Why use Helium

Quick Question. Why use helium to pressurise the tanks?- googling I found only a reference to its boiling point being lower than hydrogen, and therefor the only gas available for cryogenic H2 pressurisation. However, AA use it for LOX and ethanol not H2- surely there must be a cheaper inert gas than helium for LOX, and almost anything for ethanol (N2?)

James

I'll admit that this is just a blatant guess on my part, but Helium is good because:

1) Its cheap and plentiful and plenty of places sell it. I don't know that there's a less-expensive inert gas out there. Maybe nitrogen is inert enough; but while it is generally non-reactive, remember that it's not a true noble gas like Helium/Neon/Xenon/Argon...

2) Not reacting to the ethanol is not good enough. Remember that you may at some point get gas flow through to the injector/combustion chamber... So whatever pressurization gas you use, it shouldn't react poorly to ANY of the other elements in your fuel / engine system.

3) Lastly, remember that the idea is to have a reusable rocket (at least enough to make a powered landing!!) ...So all of your propellants and pressurization gases have to be compatible with all of the plumbing and valve materials and such.

Take care,

--Noel
P.S. Someone can bring up mass & acceleration versus plain weight - but it is also worth noting that Helium has a much lighter molecular weight than Nitrogen....

Primarily because helium has a gas constant of 2.0769 kJ/kg.K while nitrogen has a gas constant of 0.2968 kJ/kg.K.

Assuming ideal gas laws just for example purposes we can see the amount of gas required to fill the flight tanks at a certain pressure is:

m = (Pressure*Volume)/(Gas constant*Temperature)

All other things constant the mass of gas required to fill the tanks is linearly proportional to the gas constant. Therefore you'd need about 6.7 times as much mass of nitrogen as helium. Not that nitrogen can't or isn't used, especially in ground tests where weight isn't as important, but it's a no-brainer for flight vehicles.

In addition, do you guys use and sort of gauze covering the Fuel outlets to prevent helium gulping?

How far away are you from self-pressurising the Lox?

Would you then be able to pressurise the fuel with CNG?

Although helium made sense from the point of view of performance, it turned out that what made it compelling for all their work was the lack of solubility in LOX. When using nitrogen, performance was not consistent and this added variables that were not good when doing engine tests.

• **STORED DATA**:
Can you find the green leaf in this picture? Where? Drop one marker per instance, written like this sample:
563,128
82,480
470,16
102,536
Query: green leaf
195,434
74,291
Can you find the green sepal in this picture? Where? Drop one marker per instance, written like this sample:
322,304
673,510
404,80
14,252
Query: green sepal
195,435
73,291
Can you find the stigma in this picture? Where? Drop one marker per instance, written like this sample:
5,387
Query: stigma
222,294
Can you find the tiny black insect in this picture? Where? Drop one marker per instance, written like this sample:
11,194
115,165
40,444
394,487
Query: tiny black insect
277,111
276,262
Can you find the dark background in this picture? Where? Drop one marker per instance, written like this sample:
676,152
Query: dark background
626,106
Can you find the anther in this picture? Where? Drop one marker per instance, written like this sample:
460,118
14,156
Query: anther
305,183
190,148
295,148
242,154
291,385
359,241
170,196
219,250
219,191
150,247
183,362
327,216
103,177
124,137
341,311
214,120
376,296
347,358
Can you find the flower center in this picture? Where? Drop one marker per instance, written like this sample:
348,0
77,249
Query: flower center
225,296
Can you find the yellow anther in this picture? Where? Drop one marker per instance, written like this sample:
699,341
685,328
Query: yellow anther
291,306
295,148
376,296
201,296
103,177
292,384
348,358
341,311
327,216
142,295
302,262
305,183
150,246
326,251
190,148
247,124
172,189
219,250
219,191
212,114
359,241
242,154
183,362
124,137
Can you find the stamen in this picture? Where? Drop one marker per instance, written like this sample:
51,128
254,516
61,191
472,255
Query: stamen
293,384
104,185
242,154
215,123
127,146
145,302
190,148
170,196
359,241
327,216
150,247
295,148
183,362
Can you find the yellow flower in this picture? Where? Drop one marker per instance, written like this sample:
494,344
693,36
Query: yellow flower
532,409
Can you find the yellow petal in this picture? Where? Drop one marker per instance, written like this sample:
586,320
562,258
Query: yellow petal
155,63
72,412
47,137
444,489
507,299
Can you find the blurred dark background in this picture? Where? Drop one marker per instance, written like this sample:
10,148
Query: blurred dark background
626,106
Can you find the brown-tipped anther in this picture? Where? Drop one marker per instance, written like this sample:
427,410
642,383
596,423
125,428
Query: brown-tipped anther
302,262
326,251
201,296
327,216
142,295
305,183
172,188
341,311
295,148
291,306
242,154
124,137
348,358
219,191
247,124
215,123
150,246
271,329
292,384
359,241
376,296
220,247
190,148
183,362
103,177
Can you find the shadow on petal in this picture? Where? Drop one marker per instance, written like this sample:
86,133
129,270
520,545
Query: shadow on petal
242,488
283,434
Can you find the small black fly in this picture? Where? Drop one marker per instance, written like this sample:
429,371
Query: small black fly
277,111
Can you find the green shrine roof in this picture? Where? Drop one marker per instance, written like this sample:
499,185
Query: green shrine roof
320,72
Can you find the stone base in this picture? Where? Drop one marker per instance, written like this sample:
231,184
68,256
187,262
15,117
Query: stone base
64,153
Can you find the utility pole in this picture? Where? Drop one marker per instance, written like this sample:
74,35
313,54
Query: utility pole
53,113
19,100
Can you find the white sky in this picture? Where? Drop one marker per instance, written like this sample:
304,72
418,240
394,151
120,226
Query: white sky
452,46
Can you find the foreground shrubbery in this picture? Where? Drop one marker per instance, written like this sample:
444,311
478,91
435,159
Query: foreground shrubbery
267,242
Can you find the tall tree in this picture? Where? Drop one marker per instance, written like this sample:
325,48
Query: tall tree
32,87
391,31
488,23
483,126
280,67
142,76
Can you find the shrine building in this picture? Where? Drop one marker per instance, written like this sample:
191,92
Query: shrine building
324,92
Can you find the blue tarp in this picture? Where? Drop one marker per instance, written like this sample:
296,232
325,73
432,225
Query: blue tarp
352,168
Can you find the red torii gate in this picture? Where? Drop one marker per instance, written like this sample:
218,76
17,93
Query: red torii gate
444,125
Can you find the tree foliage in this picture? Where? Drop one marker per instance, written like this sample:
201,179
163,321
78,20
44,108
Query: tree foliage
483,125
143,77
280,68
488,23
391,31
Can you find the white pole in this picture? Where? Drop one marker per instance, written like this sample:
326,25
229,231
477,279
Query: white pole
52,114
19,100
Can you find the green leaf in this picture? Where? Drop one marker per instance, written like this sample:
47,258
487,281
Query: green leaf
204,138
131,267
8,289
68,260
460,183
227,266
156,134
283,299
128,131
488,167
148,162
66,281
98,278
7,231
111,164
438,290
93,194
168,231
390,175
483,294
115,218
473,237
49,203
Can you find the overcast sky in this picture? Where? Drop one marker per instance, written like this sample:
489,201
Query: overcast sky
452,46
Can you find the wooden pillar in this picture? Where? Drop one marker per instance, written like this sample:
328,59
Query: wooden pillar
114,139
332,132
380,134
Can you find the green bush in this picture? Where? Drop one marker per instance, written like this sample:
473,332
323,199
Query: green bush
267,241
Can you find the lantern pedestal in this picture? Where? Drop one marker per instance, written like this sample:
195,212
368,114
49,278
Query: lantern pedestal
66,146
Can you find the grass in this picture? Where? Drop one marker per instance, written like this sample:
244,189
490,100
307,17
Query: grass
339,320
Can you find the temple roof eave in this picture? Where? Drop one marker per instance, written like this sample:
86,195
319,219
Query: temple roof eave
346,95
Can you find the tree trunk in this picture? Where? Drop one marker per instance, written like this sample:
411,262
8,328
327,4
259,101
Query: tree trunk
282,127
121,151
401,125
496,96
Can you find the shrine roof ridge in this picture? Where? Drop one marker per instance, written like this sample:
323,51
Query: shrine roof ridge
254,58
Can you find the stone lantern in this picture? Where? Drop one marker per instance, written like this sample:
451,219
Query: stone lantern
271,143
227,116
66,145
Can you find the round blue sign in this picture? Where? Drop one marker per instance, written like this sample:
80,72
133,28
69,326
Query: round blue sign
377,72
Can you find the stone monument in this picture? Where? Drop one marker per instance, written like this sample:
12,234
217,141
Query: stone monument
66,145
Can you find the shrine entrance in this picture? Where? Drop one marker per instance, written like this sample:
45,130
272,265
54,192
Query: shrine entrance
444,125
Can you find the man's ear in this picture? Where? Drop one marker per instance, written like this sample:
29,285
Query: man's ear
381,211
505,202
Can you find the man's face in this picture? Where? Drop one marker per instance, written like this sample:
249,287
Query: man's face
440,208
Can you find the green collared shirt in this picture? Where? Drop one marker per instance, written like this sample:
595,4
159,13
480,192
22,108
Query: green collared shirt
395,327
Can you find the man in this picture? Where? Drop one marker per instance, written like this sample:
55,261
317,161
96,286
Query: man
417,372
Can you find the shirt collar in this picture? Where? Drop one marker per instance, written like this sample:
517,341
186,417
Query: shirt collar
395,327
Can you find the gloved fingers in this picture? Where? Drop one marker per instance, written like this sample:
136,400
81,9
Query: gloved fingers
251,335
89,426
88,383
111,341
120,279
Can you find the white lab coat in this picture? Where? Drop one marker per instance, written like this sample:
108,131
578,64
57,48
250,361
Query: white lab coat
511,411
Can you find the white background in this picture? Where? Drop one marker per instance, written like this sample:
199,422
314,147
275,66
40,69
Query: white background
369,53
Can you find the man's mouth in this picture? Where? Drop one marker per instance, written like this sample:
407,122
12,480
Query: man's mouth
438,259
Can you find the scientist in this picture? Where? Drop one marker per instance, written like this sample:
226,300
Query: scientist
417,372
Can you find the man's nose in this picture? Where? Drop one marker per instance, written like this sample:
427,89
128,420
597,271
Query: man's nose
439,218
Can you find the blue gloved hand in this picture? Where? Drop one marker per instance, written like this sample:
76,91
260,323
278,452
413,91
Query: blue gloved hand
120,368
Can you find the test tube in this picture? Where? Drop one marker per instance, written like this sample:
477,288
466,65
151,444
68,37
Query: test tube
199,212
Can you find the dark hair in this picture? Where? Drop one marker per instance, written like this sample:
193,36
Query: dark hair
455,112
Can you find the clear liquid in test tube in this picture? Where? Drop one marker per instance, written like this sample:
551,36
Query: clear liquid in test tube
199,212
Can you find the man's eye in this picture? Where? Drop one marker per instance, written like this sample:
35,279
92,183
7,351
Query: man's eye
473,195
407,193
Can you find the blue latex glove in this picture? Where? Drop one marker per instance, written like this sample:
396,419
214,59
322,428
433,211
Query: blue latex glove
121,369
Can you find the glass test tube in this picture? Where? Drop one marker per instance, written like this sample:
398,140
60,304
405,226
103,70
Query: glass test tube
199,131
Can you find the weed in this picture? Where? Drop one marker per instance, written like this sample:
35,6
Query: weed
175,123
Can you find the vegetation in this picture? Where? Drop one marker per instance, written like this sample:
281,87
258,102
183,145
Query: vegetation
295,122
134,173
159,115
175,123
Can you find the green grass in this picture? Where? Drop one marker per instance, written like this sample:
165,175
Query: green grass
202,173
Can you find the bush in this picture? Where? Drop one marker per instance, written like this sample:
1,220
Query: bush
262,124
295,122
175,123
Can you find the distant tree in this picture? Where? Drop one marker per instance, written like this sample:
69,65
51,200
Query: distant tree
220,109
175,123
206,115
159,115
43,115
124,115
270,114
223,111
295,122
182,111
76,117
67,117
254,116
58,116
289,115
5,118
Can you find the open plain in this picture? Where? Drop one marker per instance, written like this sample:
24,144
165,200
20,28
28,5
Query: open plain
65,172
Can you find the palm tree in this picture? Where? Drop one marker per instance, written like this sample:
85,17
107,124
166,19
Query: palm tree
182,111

• **GIVEN TASK 1**:
In the thread on pressurizing tanks with helium, what gas constant is given for nitrogen?
• **GIVEN TASK 2**:
Write the next part of the thread on pressurizing tanks with helium, picking up after its final post.
The lines aren't needed here.

• **FINAL ANSWER 1**:
0.2968 kJ/kg.K

• **FINAL ANSWER 2**:
In the spacevidcast interview I think Carmack mentioned that the helium is actually the most expensive thing they use, making up 1/2 of the consumables cost per launch

It was the high cost of helium as mentioned in that interview that prompted me to ask the question...!!

Thanks for the answers guys.

What about using a separate pressurised oxygen tank for Lox pressurisation, and methane or some other similar gas for fuel pressurisation? It should give nearly the same performance while having a lot less cost.

Weight and complexity! as if things arent complex enough! any solution will add one the other or both. Unless you can simplfy something else? Or you have some other idea?

Monroe

I doubt switching from helium to O2 and methane would make things more complex.

Hopefully the extra weight is countered by having extra fuel to burn and thus a tiny bit more burn time.

What about "solubility"? O2 is highly reactive. dont you have to add another tank? Helium did not require another tank. You would need a siphon bottle and you would add to the slosh problem as well correct?

Monroe

What about just adding a heater to the lox tank to allow it to self pressurize. Or adding a heat sink and fan to the lox tank. The fan would turn on to boil off some LOX and turn off once the tank was pressurized.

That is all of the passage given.